To be done =>
Show in full each line of the listing below that contains the string "japanese". Letter case matters.

━━━ Record list

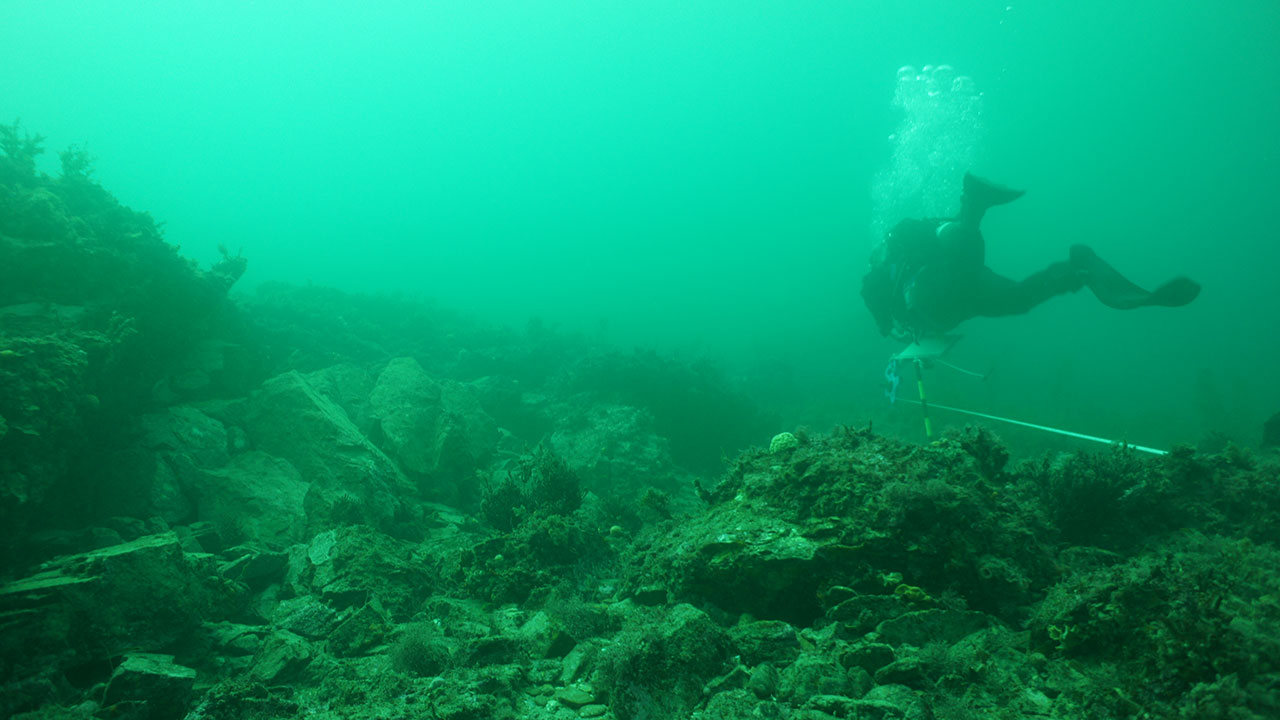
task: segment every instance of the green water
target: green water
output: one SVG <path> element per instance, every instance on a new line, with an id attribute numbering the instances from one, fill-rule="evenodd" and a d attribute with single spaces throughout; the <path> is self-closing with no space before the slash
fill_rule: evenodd
<path id="1" fill-rule="evenodd" d="M 0 118 L 86 143 L 187 255 L 243 249 L 244 290 L 539 316 L 719 359 L 791 423 L 906 428 L 858 279 L 887 222 L 897 68 L 947 63 L 982 94 L 947 147 L 1028 188 L 984 224 L 991 266 L 1083 241 L 1139 283 L 1204 292 L 966 323 L 952 360 L 993 373 L 940 372 L 934 398 L 1142 445 L 1254 443 L 1280 410 L 1277 37 L 1274 0 L 10 0 Z"/>

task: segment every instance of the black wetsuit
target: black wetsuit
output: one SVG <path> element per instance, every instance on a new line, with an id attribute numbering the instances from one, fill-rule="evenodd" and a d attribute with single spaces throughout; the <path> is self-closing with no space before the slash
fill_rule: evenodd
<path id="1" fill-rule="evenodd" d="M 1199 295 L 1199 283 L 1176 277 L 1153 291 L 1138 287 L 1084 245 L 1070 259 L 1014 281 L 986 265 L 982 218 L 1018 190 L 964 176 L 960 214 L 948 220 L 902 220 L 872 254 L 863 300 L 881 334 L 919 340 L 942 334 L 969 318 L 1020 315 L 1065 292 L 1088 286 L 1108 307 L 1178 307 Z"/>
<path id="2" fill-rule="evenodd" d="M 988 268 L 984 255 L 977 223 L 909 219 L 895 225 L 863 277 L 863 300 L 881 334 L 925 337 L 969 318 L 1020 315 L 1085 284 L 1085 273 L 1069 261 L 1014 281 Z"/>

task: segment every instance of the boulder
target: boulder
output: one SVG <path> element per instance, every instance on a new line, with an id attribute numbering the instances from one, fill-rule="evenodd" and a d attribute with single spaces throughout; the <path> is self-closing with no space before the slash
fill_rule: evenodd
<path id="1" fill-rule="evenodd" d="M 212 560 L 184 555 L 174 533 L 59 557 L 0 585 L 0 676 L 174 647 L 224 593 Z"/>
<path id="2" fill-rule="evenodd" d="M 311 484 L 312 527 L 337 521 L 388 525 L 413 488 L 347 413 L 297 372 L 262 383 L 250 398 L 244 429 L 257 450 L 288 460 Z"/>
<path id="3" fill-rule="evenodd" d="M 125 716 L 140 720 L 180 717 L 195 685 L 196 671 L 172 655 L 132 653 L 111 674 L 104 700 L 108 707 L 124 703 Z"/>
<path id="4" fill-rule="evenodd" d="M 218 527 L 227 542 L 279 550 L 306 537 L 310 483 L 287 460 L 243 452 L 191 482 L 198 518 Z"/>
<path id="5" fill-rule="evenodd" d="M 470 479 L 498 442 L 498 427 L 463 383 L 435 379 L 412 357 L 387 364 L 369 395 L 383 446 L 419 475 Z"/>

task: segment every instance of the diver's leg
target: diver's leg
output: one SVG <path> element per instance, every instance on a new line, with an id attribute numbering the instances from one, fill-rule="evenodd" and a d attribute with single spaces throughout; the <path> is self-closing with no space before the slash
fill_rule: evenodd
<path id="1" fill-rule="evenodd" d="M 1143 290 L 1084 245 L 1071 246 L 1071 266 L 1084 273 L 1089 290 L 1103 305 L 1117 310 L 1149 305 L 1178 307 L 1199 295 L 1199 283 L 1185 277 L 1176 277 L 1153 291 Z"/>
<path id="2" fill-rule="evenodd" d="M 1084 275 L 1070 263 L 1053 263 L 1021 281 L 1012 281 L 996 274 L 991 268 L 983 268 L 974 314 L 986 318 L 1021 315 L 1050 297 L 1075 292 L 1082 287 Z"/>

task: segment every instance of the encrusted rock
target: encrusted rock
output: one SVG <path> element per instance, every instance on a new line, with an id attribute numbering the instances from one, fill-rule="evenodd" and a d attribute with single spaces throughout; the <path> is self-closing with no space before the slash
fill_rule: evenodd
<path id="1" fill-rule="evenodd" d="M 111 674 L 104 701 L 108 706 L 131 703 L 132 717 L 180 717 L 195 685 L 196 671 L 174 664 L 172 655 L 127 655 Z"/>

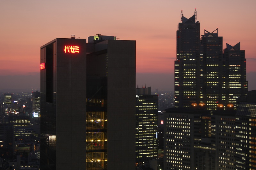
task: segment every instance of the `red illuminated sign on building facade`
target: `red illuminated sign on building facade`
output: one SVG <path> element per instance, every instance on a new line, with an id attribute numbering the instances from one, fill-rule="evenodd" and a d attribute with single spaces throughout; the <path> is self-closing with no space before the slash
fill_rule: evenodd
<path id="1" fill-rule="evenodd" d="M 40 70 L 43 70 L 45 68 L 45 63 L 41 63 L 40 64 Z"/>
<path id="2" fill-rule="evenodd" d="M 64 51 L 65 53 L 79 53 L 79 47 L 78 46 L 65 46 Z"/>

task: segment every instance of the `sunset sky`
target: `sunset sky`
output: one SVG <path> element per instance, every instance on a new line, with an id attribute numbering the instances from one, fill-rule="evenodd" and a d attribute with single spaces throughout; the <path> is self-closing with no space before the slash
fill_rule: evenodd
<path id="1" fill-rule="evenodd" d="M 254 0 L 1 0 L 0 90 L 25 88 L 26 85 L 40 88 L 41 46 L 56 38 L 75 34 L 87 39 L 99 33 L 136 41 L 139 87 L 147 84 L 152 91 L 173 90 L 181 11 L 188 18 L 195 8 L 201 35 L 204 29 L 211 32 L 218 28 L 223 48 L 226 42 L 233 46 L 240 41 L 241 49 L 245 51 L 249 90 L 255 90 L 255 6 Z M 15 82 L 17 76 L 20 82 Z"/>

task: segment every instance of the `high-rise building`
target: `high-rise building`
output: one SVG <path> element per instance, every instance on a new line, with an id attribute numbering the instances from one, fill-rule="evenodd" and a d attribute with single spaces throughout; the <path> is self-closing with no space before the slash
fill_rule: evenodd
<path id="1" fill-rule="evenodd" d="M 205 104 L 217 109 L 219 104 L 233 103 L 247 91 L 244 51 L 240 42 L 227 44 L 222 51 L 222 37 L 218 29 L 204 30 L 200 38 L 196 13 L 188 19 L 181 11 L 176 35 L 176 59 L 174 62 L 174 100 L 176 107 L 189 107 L 191 103 Z"/>
<path id="2" fill-rule="evenodd" d="M 196 12 L 189 18 L 183 16 L 176 31 L 176 59 L 174 61 L 175 105 L 190 107 L 199 101 L 200 23 Z"/>
<path id="3" fill-rule="evenodd" d="M 232 46 L 226 43 L 223 50 L 226 74 L 226 100 L 227 103 L 233 103 L 235 107 L 236 99 L 244 95 L 248 90 L 246 80 L 246 59 L 244 50 L 240 50 L 240 42 Z"/>
<path id="4" fill-rule="evenodd" d="M 41 169 L 135 167 L 135 41 L 100 35 L 41 47 Z"/>
<path id="5" fill-rule="evenodd" d="M 157 157 L 158 95 L 151 87 L 136 89 L 136 162 Z"/>
<path id="6" fill-rule="evenodd" d="M 238 98 L 236 110 L 232 104 L 212 114 L 195 103 L 166 109 L 164 169 L 255 169 L 255 95 Z"/>
<path id="7" fill-rule="evenodd" d="M 40 92 L 37 90 L 32 92 L 32 113 L 40 114 Z"/>
<path id="8" fill-rule="evenodd" d="M 10 107 L 12 105 L 12 93 L 4 93 L 4 104 L 8 107 Z"/>
<path id="9" fill-rule="evenodd" d="M 200 38 L 200 98 L 208 109 L 215 110 L 218 103 L 225 102 L 223 83 L 222 37 L 218 28 L 210 32 L 204 30 Z"/>
<path id="10" fill-rule="evenodd" d="M 12 93 L 4 93 L 4 106 L 5 115 L 12 113 Z"/>

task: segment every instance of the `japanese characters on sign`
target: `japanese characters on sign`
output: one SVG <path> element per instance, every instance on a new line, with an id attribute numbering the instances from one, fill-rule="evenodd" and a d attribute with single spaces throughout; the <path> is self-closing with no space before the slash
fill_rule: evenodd
<path id="1" fill-rule="evenodd" d="M 45 68 L 45 63 L 43 63 L 40 64 L 40 70 L 43 70 Z"/>
<path id="2" fill-rule="evenodd" d="M 64 51 L 65 53 L 79 53 L 79 47 L 74 46 L 65 46 Z"/>

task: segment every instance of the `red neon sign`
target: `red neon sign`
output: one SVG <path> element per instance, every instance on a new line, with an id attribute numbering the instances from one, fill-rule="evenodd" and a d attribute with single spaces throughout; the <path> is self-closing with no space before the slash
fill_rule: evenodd
<path id="1" fill-rule="evenodd" d="M 43 70 L 45 68 L 45 63 L 40 64 L 40 70 Z"/>
<path id="2" fill-rule="evenodd" d="M 79 47 L 78 46 L 65 46 L 64 51 L 65 53 L 79 53 Z"/>

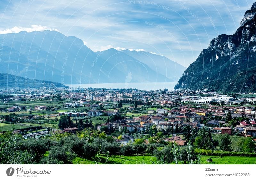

━━━━━━

Answer to the problem =>
task: segment every instance of the `japanese characters on sign`
target: `japanese characters on sign`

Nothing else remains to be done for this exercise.